Your goal — Could you return every line of the material that contains the word "academy"?

Given entries —

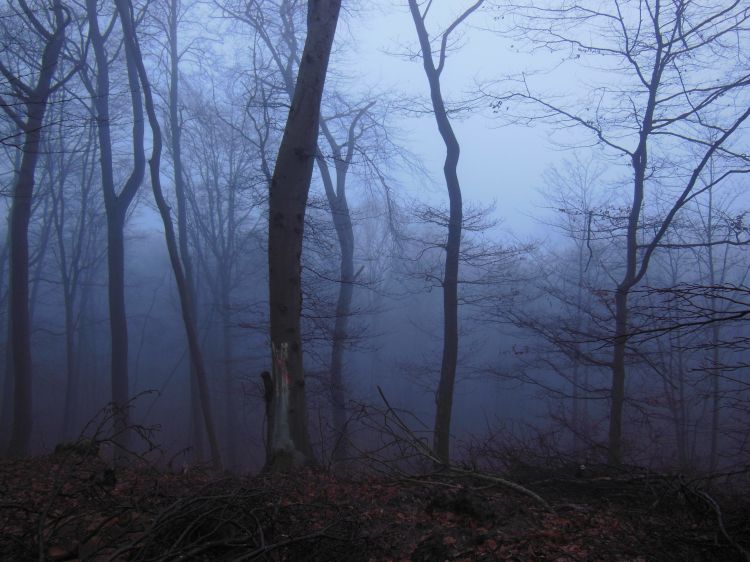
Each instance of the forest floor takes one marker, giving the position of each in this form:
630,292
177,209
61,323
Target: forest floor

--

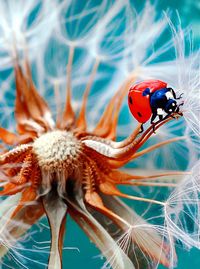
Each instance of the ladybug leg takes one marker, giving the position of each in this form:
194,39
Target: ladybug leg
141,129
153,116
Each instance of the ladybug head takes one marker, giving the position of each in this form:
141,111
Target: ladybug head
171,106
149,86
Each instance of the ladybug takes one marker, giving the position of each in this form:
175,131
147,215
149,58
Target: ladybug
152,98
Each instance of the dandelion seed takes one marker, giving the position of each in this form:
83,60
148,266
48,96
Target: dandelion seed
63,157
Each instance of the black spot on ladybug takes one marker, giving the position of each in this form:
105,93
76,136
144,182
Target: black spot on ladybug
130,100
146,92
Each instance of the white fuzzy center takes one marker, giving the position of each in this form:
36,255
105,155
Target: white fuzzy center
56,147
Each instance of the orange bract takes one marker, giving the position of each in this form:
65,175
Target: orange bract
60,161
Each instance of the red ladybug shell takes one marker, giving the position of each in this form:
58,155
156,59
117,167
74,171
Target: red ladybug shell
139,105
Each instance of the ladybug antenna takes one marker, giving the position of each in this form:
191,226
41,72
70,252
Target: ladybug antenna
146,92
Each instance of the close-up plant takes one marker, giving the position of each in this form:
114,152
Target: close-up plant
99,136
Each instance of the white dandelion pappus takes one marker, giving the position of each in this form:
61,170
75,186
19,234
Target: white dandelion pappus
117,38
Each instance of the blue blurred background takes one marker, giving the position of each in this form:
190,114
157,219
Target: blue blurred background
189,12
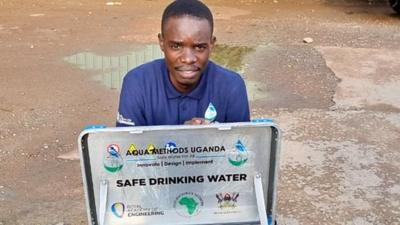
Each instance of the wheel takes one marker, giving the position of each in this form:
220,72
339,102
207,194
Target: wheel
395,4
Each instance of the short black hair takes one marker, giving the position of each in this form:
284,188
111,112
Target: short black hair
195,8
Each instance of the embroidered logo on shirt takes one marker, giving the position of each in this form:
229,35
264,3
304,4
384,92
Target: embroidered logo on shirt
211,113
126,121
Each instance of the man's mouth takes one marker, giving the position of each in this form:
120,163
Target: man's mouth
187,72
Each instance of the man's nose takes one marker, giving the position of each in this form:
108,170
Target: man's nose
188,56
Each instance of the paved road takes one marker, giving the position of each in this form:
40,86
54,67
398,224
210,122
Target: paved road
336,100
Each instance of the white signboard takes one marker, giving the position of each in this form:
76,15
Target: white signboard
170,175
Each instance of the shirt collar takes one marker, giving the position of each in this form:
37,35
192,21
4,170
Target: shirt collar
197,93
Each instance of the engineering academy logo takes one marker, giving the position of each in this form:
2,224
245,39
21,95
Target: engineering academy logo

---

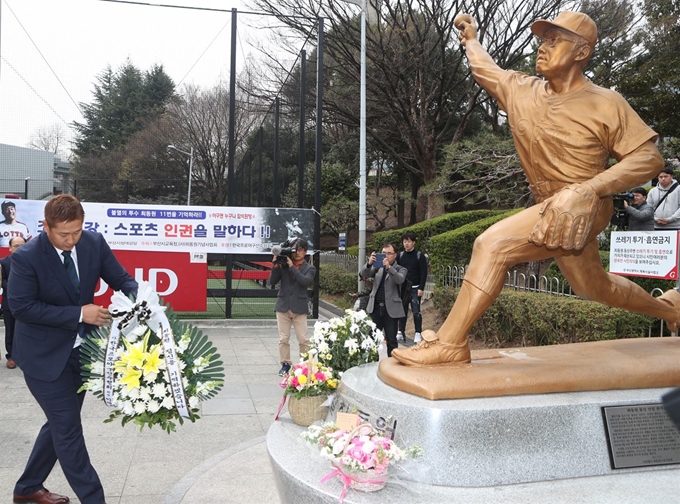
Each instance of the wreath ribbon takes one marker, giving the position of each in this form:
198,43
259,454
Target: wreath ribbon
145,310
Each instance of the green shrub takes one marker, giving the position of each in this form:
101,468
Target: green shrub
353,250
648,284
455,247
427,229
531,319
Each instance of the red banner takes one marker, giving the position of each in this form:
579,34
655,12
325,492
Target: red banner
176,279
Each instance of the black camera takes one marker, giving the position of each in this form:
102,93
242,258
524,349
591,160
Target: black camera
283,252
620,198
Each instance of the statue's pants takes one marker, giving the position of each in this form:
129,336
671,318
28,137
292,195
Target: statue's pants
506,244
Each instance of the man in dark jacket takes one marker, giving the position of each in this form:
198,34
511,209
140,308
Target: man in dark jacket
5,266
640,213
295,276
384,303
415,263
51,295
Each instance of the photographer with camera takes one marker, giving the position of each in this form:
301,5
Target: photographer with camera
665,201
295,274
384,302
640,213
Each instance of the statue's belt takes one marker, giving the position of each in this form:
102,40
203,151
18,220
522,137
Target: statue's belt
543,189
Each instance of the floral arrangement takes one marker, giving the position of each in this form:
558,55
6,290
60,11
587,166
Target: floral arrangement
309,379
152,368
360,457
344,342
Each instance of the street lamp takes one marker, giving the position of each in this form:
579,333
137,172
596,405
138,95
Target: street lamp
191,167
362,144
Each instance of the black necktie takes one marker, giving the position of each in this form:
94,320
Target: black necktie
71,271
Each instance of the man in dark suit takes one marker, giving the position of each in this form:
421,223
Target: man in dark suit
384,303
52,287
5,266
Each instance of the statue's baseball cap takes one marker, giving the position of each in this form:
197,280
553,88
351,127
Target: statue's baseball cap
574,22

Task response —
Each instance of the engineering academy logo takes one marker, giving the position of each in this form:
Target: engineering academy logo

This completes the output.